SHORT TASK. Rewrite the entries below, replacing "put down one point" with "mark one point" wherever it occurs and leaving everything else unchanged.

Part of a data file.
—————

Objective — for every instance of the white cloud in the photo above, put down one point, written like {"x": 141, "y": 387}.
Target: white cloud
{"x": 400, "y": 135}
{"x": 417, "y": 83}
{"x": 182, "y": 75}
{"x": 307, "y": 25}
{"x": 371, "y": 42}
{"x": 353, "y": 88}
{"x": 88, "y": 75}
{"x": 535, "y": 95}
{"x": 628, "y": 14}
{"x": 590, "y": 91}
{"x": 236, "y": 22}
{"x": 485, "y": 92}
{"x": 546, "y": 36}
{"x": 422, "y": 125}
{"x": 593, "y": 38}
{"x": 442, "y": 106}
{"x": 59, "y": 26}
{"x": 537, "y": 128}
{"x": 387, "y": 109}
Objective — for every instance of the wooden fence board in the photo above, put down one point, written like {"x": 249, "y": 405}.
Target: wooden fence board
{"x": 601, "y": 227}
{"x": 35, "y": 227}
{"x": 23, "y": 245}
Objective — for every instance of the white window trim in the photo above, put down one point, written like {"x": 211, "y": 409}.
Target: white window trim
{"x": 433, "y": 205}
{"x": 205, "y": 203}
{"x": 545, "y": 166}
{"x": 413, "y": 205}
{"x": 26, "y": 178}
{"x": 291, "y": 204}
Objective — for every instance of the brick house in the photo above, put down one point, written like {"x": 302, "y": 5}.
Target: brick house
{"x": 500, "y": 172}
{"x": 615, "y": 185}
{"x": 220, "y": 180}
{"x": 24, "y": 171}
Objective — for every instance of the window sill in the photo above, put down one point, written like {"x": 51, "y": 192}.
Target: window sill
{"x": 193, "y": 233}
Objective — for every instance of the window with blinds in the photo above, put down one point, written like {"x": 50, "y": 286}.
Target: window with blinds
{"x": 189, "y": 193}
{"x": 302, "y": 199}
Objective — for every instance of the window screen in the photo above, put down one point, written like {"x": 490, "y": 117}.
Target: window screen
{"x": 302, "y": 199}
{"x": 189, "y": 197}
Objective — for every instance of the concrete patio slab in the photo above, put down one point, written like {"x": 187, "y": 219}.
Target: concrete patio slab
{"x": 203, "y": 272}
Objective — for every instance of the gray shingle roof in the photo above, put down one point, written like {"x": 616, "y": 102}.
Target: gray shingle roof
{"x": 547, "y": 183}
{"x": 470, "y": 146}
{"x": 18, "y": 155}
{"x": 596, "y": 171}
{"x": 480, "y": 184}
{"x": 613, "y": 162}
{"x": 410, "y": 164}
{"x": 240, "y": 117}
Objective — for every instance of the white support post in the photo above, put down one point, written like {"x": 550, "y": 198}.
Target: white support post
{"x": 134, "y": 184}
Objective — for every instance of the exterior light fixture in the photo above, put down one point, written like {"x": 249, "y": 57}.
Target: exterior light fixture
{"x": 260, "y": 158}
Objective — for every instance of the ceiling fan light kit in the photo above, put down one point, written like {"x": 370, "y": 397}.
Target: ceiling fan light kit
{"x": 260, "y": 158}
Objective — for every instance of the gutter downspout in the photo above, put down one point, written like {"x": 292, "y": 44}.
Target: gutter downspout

—————

SOLVED EXERCISE.
Objective — for every instance of the white cloud in the photo above, mark one point, written like {"x": 141, "y": 387}.
Target: white cloud
{"x": 400, "y": 135}
{"x": 417, "y": 83}
{"x": 182, "y": 75}
{"x": 307, "y": 25}
{"x": 371, "y": 42}
{"x": 353, "y": 88}
{"x": 88, "y": 75}
{"x": 535, "y": 95}
{"x": 628, "y": 14}
{"x": 590, "y": 91}
{"x": 236, "y": 22}
{"x": 485, "y": 92}
{"x": 546, "y": 36}
{"x": 422, "y": 125}
{"x": 593, "y": 38}
{"x": 442, "y": 106}
{"x": 59, "y": 26}
{"x": 537, "y": 128}
{"x": 387, "y": 109}
Objective — for every instance of the wooden fence board in the photo above, mark one point, written like {"x": 249, "y": 405}.
Target: wooden fence board
{"x": 601, "y": 227}
{"x": 35, "y": 227}
{"x": 23, "y": 245}
Objective — for every instance of the white window trim in the photo above, mark one point, written like {"x": 211, "y": 409}.
Target: white window trim
{"x": 433, "y": 205}
{"x": 205, "y": 203}
{"x": 545, "y": 166}
{"x": 413, "y": 205}
{"x": 26, "y": 178}
{"x": 291, "y": 204}
Objective — for every instance of the brick house in the photo above, mark one point, written like {"x": 302, "y": 5}.
Target: brick house
{"x": 500, "y": 172}
{"x": 615, "y": 185}
{"x": 220, "y": 180}
{"x": 24, "y": 171}
Objective — for every instance of the window sill in the photo above, mark one point, written like {"x": 51, "y": 192}.
Target: window sill
{"x": 193, "y": 233}
Objective — for every instance of the window with blinds in the photo above, mark one point, written like {"x": 50, "y": 286}.
Target: window with blinds
{"x": 189, "y": 193}
{"x": 302, "y": 199}
Objective — for every instance of the window screen in the photo above, mark one point, written like {"x": 490, "y": 117}.
Target: window screen
{"x": 302, "y": 199}
{"x": 189, "y": 197}
Objective — for every instance of the concrete patio slab in the photo above, mark one point, written like {"x": 187, "y": 219}.
Target: concrete patio slab
{"x": 203, "y": 272}
Objective — for every instance of the gray shingle roof in the photo above, mark one point, written like {"x": 616, "y": 102}.
Target: gray shingle roof
{"x": 547, "y": 183}
{"x": 470, "y": 146}
{"x": 18, "y": 155}
{"x": 596, "y": 171}
{"x": 480, "y": 184}
{"x": 613, "y": 162}
{"x": 410, "y": 164}
{"x": 240, "y": 117}
Objective — for every instance of the white support post in the photo above, mark one point, written like {"x": 550, "y": 198}.
Target: white support post
{"x": 134, "y": 184}
Objective — for every instance of the exterior light fixture in the photo above, mark one point, written like {"x": 249, "y": 57}.
Target: exterior light fixture
{"x": 260, "y": 158}
Objective — for every instance of the ceiling fan light kit in the photo above, mark one point, written like {"x": 370, "y": 397}.
Target: ceiling fan light kit
{"x": 260, "y": 158}
Objective — for every instance of the gutter downspout in the photo above, mark one point, written like {"x": 292, "y": 44}.
Target: gutter downspout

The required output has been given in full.